## Entries:
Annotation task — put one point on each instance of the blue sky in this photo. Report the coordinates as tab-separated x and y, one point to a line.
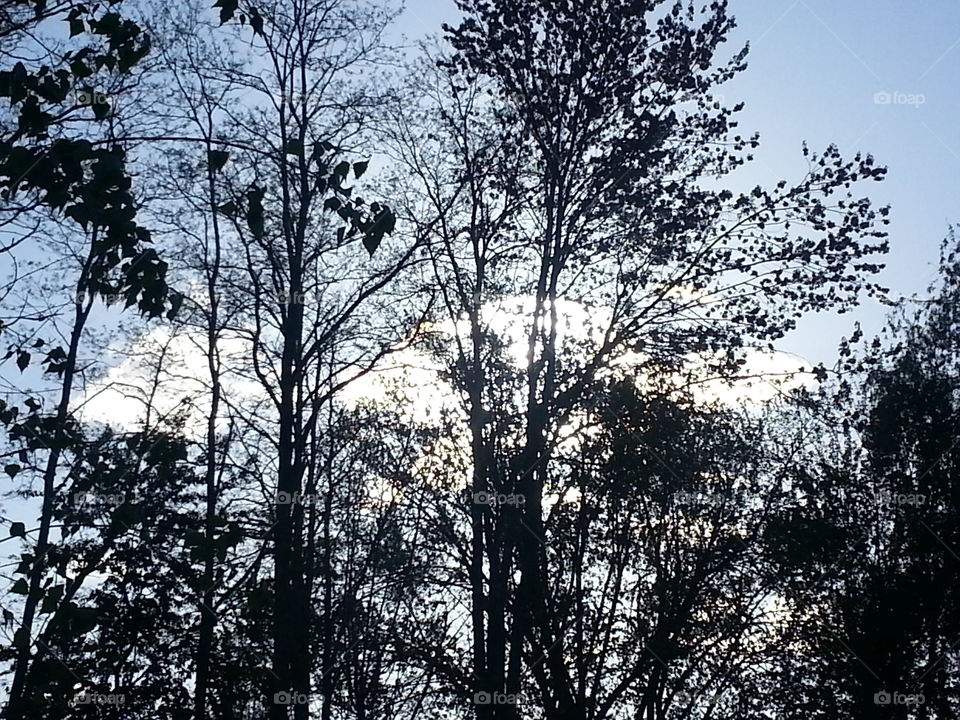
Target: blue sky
815	69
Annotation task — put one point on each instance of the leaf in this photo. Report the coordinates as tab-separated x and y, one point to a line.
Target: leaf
216	159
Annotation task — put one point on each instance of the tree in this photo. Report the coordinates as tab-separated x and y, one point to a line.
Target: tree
588	203
869	539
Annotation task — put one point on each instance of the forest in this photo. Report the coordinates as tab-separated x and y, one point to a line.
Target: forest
347	379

## Direction:
Give every line of the entries above as a JSON list of strings, one string per line, with blank lines left out and the pictures omitted.

## The completed task:
[
  "Annotation task — put one point on each instance of the blue sky in this photo. Report the coordinates as tab-separated x and y, one point to a line.",
  "Target: blue sky",
  "815\t69",
  "Annotation task — put one point on each instance of the leaf in this photo. Report the coordinates as tab-separated x and y, one point to a line.",
  "Target: leaf",
  "216\t159",
  "Annotation task — put one point on each instance of the tree in this photo. Report the coordinates as tab-separated x and y, one point to a line.",
  "Target: tree",
  "588\t203",
  "869\t539",
  "Annotation task — put one point on each instance of the forest in this photo. Report the coordinates as tab-separated x and y, one point to a line.",
  "Target: forest",
  "347\t379"
]